##### Data lines

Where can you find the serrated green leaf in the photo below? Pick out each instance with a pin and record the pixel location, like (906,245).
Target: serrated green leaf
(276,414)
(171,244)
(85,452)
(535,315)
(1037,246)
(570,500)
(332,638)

##########

- **What you need to do**: Lay out each line of the data above as a numbered list, omitting any blank lines.

- **Answer to this task**:
1. Where can you find the serrated green leaf in the photo below? Pick out each instance with a pin and record the pixel location, like (906,245).
2. Target: serrated green leaf
3. (276,414)
4. (171,244)
5. (85,452)
6. (535,315)
7. (1037,246)
8. (570,500)
9. (332,638)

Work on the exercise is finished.